## Records provided

================

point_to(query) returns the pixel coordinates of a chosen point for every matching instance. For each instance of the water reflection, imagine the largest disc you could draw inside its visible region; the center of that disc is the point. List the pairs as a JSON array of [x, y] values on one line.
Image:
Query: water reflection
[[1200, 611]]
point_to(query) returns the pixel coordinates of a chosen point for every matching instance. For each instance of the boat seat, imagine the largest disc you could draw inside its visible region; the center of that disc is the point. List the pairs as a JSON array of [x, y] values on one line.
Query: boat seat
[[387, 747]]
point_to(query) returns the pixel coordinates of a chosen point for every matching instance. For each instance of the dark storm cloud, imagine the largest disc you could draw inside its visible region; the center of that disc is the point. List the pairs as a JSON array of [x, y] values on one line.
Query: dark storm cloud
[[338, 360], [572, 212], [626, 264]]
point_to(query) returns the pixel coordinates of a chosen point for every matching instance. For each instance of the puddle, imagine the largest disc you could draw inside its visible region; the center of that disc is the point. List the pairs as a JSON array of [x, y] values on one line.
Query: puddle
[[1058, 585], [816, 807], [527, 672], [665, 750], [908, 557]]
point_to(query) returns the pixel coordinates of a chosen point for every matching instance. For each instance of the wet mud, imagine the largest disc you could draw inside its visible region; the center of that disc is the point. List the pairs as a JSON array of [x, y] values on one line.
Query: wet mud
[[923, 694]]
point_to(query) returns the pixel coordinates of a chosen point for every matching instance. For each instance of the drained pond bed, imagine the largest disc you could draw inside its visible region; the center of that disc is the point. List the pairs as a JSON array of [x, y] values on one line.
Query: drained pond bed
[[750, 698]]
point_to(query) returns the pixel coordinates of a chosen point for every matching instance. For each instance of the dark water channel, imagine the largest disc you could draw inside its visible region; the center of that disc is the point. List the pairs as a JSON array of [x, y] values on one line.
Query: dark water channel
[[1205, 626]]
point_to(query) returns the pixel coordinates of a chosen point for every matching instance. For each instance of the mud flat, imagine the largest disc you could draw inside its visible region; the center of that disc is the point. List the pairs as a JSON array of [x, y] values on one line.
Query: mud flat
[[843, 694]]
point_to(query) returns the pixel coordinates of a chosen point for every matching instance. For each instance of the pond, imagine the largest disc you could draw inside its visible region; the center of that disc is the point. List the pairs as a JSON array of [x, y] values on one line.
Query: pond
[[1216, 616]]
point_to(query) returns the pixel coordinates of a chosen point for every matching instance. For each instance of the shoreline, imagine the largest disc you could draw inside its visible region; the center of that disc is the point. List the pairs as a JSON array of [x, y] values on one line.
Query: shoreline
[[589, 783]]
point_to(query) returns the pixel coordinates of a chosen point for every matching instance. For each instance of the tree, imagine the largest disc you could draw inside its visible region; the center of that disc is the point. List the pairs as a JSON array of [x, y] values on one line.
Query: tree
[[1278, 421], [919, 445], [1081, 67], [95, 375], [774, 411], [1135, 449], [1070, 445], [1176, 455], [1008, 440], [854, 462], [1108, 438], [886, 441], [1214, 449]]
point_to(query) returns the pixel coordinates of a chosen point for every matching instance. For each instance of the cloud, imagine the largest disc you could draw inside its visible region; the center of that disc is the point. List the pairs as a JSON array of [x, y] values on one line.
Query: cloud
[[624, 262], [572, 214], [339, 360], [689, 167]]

================

## Objective
Lay out all the data above as a two-column CSV with the headers instruction and coordinates. Put each instruction's full text and the coordinate list that follows it in one row, quote both fields, and replace line breaks with spaces.

## Answer to the problem
instruction,coordinates
"point_to(query) returns the pixel coordinates of a chosen point for every matching instance. For each instance of the water reflection, imagine the largest disc you could draw inside its visible region; the center of that disc is the point. List the pairs as a JSON array of [x, y] values on one line. Image: Query: water reflection","[[1200, 611]]"
"point_to(query) returns the pixel coordinates of a chosen point for every matching instance. For each instance of the boat seat, imagine the largest disc you could draw inside its visible region; the center of that disc is the point. List the pairs as a JSON array of [x, y] values on one line. Query: boat seat","[[387, 747]]"
"point_to(query) returns the pixel coordinates of a chosen point for every matching instance. For each instance of the dark storm cloud, imagine the largest disc you could draw inside its visible region; the center of that disc is the point. List the pairs as a JSON array of [x, y] values on one line. Query: dark storm cloud","[[338, 360], [572, 212], [626, 264]]"
"point_to(query) returns the pixel coordinates of a chosen point for every matching instance. For each instance of the puddle, imagine the largest disc you could draw inside its visible region; the center of that disc is the point. List the pairs as a JSON array of [x, y] values on one line. Query: puddle","[[1058, 585], [816, 807], [527, 672], [665, 750], [908, 557]]"
"point_to(query) returns the pixel coordinates of a chosen point for every matching instance. For each instance of the wet mud, imagine the largest disc you could draw inside its visible region; the center of that disc is the point. List the pairs as a JSON array of [x, y] values on one line. Query: wet mud","[[923, 694]]"
"point_to(query) returns the pixel coordinates of a chosen point for every matching instance. For each instance of the drained pond bed, imagine the largest disc you could draw inside its visible region; the center of that disc is the point. List the pairs as a JSON array of [x, y] values on one line. Query: drained pond bed","[[750, 698]]"
"point_to(query) returns the pixel coordinates of a chosen point for every matching instance. For each instance of the dark water channel, imagine the largest disc you could draw inside its visible region; the center of that disc is the point. List the pairs as a JSON array of [x, y] values on one line. Query: dark water channel","[[1205, 626]]"
"point_to(query) returns the pixel coordinates of a chosen point for every matching instance. For each instance of the mud flat, imagine the largest disc you could draw inside its visible region; the center of that disc is the point. List the pairs as a JSON array of [x, y] values on one line. Query: mud flat","[[843, 694]]"
"point_to(query) returns the pixel coordinates of a chosen point for every matching instance. For each instance of the pond, imagine the largest disc you could draw inside its visible region; the center of that disc is the point. List the pairs as a JSON array of [x, y] values on one line. Query: pond","[[1216, 616]]"
"point_to(query) returns the pixel coordinates of a chosen point for every matching instance. For each instance of the shoreline, imagine the largest disc you could draw inside its visible region; the center of that disc is the point. List the pairs as a JSON array of [x, y] values on one line. Query: shoreline","[[589, 783]]"
"point_to(query) returns the pixel coordinates of a chosen point for every matching instance. For each instance of the tree, imagine the largest disc you could draw inside its visible region; the center of that disc is the point. List the pairs as a JSON array of [x, y] values on one line. Query: tree","[[1278, 421], [919, 445], [1081, 67], [95, 375], [774, 411], [1135, 449], [1070, 445], [1176, 455], [1008, 440], [854, 462], [1108, 438], [886, 441], [1214, 449]]"
"point_to(query) returns the pixel coordinates of a chosen point for every matching instance. For each instance of the cloud, imagine the largest disc you could draw inside its visible region; the center of that disc is the point. List the pairs as a JSON array of [x, y] values on one line. Query: cloud","[[624, 262], [572, 214], [339, 360], [689, 167]]"